**What is required**
Print exactly the lines from the line with "pin: woman's face" to the last line of the data, please, both included.

Point-based annotation data:
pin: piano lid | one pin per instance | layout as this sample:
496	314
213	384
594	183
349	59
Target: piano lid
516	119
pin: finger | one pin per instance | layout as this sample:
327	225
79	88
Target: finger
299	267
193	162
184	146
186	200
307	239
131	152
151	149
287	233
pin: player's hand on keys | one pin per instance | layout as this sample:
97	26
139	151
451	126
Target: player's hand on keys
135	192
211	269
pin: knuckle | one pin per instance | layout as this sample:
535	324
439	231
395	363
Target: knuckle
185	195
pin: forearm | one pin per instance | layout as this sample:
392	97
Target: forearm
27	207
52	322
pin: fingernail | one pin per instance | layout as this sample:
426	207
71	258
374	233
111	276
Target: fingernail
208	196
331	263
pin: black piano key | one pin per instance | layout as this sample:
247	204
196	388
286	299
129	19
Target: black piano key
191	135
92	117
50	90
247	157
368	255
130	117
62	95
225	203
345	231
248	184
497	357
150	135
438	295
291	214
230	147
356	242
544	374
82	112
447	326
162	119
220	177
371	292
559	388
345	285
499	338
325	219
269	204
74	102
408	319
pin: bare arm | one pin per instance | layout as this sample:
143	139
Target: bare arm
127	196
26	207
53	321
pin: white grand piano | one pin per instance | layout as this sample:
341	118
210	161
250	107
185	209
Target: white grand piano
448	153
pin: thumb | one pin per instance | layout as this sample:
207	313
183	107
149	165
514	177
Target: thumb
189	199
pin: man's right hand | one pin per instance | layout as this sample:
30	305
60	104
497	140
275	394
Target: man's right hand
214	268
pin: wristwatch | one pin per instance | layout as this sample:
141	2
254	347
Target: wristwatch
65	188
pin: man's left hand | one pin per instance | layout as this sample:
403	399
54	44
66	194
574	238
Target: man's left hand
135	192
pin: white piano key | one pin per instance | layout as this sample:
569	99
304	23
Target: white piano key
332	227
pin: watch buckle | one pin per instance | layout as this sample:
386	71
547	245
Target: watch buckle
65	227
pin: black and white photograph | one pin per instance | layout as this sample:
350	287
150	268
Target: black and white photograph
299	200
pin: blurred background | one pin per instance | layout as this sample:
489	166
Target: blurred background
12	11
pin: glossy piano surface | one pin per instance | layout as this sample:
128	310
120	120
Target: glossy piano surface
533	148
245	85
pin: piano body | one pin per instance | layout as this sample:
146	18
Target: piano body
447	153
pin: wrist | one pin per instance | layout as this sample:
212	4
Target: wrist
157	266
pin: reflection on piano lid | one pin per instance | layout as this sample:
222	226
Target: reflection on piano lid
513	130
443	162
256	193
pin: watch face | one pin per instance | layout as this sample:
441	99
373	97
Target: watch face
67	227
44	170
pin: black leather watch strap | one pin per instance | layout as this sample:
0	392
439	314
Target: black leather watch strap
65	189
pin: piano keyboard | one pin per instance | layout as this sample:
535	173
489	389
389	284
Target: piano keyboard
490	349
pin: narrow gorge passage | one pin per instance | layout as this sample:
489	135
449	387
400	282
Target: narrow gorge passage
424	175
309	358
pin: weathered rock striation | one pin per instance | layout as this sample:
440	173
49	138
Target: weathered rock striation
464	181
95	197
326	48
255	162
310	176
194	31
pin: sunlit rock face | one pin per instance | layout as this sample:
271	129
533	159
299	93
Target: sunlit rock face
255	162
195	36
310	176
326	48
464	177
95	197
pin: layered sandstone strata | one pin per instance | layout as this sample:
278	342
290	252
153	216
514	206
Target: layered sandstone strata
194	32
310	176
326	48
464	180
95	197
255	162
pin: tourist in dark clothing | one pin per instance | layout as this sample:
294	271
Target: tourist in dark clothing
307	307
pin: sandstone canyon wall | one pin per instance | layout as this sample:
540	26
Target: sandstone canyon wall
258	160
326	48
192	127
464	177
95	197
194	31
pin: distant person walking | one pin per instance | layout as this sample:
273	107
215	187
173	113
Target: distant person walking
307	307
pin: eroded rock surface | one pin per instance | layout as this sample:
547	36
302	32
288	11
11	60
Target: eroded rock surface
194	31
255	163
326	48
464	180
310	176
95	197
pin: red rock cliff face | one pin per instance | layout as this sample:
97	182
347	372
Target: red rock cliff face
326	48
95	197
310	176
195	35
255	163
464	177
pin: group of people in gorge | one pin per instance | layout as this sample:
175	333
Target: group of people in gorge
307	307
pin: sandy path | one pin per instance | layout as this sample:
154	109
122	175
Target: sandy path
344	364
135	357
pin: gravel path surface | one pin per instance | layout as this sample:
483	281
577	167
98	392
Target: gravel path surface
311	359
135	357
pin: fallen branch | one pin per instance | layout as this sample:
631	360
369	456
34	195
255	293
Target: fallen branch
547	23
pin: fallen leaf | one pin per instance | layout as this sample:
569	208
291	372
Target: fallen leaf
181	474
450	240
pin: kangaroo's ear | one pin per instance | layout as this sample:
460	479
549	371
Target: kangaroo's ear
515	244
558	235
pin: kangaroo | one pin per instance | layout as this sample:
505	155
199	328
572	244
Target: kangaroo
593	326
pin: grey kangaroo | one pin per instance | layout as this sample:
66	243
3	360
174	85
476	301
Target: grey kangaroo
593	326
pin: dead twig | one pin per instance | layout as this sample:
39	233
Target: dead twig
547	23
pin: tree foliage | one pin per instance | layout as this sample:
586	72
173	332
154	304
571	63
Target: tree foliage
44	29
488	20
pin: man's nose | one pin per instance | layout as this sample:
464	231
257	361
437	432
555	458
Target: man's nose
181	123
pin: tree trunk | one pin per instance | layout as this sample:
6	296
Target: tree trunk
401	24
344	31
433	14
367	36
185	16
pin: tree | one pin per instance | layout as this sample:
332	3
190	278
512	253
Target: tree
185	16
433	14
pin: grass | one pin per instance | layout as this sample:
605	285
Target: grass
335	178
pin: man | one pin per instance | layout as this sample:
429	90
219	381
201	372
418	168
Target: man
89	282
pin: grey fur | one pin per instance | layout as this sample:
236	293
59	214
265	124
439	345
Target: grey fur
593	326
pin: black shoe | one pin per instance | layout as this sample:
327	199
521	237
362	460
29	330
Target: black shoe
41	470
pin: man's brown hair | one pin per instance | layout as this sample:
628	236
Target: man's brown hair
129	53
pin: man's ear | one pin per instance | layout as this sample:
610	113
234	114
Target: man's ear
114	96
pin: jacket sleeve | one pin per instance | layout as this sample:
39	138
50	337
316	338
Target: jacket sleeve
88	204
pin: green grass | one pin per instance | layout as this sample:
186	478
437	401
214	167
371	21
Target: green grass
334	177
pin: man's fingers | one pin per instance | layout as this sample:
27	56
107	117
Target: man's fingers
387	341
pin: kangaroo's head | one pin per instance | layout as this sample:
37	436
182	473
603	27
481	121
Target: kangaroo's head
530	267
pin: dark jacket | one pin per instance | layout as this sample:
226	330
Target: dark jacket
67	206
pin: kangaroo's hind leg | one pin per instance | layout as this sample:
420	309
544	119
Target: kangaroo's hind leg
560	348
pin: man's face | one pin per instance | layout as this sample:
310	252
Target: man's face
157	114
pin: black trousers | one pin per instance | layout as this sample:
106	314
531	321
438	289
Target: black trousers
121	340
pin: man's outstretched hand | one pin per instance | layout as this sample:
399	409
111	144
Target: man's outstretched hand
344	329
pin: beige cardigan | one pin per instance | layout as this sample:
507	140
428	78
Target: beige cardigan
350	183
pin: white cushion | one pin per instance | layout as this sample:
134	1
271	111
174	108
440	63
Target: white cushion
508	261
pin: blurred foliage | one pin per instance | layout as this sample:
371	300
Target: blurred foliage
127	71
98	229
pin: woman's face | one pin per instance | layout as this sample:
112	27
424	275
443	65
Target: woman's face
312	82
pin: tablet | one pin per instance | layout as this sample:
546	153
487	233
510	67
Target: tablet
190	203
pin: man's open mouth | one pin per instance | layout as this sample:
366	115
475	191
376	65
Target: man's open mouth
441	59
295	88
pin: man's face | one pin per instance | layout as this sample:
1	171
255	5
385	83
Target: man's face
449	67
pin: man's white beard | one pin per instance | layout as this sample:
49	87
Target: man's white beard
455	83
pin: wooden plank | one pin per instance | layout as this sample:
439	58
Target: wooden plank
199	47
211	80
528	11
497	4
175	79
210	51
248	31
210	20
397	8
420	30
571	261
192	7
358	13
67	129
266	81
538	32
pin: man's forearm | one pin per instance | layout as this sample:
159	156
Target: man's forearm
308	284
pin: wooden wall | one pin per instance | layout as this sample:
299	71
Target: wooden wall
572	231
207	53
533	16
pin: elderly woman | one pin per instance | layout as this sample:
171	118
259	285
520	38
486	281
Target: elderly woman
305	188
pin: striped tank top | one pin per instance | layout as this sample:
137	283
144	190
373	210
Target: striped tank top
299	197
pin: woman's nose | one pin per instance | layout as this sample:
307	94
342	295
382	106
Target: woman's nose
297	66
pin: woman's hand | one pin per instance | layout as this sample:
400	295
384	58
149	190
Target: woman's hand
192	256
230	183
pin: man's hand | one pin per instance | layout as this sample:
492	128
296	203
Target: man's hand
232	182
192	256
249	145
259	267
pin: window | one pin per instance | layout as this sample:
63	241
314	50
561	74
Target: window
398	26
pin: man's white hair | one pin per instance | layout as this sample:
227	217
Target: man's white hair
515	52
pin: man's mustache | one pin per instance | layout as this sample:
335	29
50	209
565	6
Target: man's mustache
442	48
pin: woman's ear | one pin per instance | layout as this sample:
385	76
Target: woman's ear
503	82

**Solution for this problem**
pin: woman's face | one pin per instance | layout as this sample:
112	27
424	275
443	65
Target: woman's face
312	82
pin: tablet | one pin per instance | layout as this sample:
546	153
487	233
510	67
Target: tablet
190	203
pin: man's open mouth | one pin per instance | layout as this sample:
366	115
475	191
376	65
Target: man's open mouth
441	59
295	88
pin: man's face | one pin per instance | layout as this sample:
1	171
255	5
385	83
Target: man's face
449	67
pin: man's white beard | one pin per instance | layout as this sample:
49	87
Target: man's white beard
455	83
pin: wooden plank | one pin per instance | layout as this sample:
439	58
Target: wooden plank
199	47
211	80
528	11
497	4
175	79
210	51
248	31
210	20
397	8
420	30
571	261
192	7
358	13
67	129
266	81
538	32
pin: man's forearm | one pin per instance | layout as this sample:
159	156
Target: man's forearm
308	284
pin: wooden wall | one pin per instance | layout as this sample:
299	71
Target: wooden wall
572	231
207	53
533	16
pin: elderly woman | one pin per instance | layout as this sample:
171	118
259	285
520	38
486	281
Target: elderly woman
305	188
pin: striped tank top | one pin per instance | layout as this sample:
137	283
144	190
373	210
Target: striped tank top
299	197
pin: woman's nose | one pin per instance | layout as this sample:
307	94
342	295
382	106
Target: woman's nose
297	66
pin: woman's hand | one pin per instance | layout as this sample:
400	295
384	58
149	190
Target: woman's hand
192	256
230	183
pin: man's hand | one pin per instance | layout as this sample:
492	128
296	203
Target: man's hand
232	182
192	256
249	145
259	267
pin: window | one pin per instance | layout as this sample:
63	241
314	50
561	74
Target: window
398	26
pin: man's white hair | one pin per instance | layout as this sample:
227	217
Target: man's white hair
515	52
pin: man's mustache | one pin per instance | layout as this sample:
335	29
50	209
565	6
Target: man's mustache
442	48
pin: woman's ear | one pin per instance | layout as this sample:
385	76
Target: woman's ear
503	82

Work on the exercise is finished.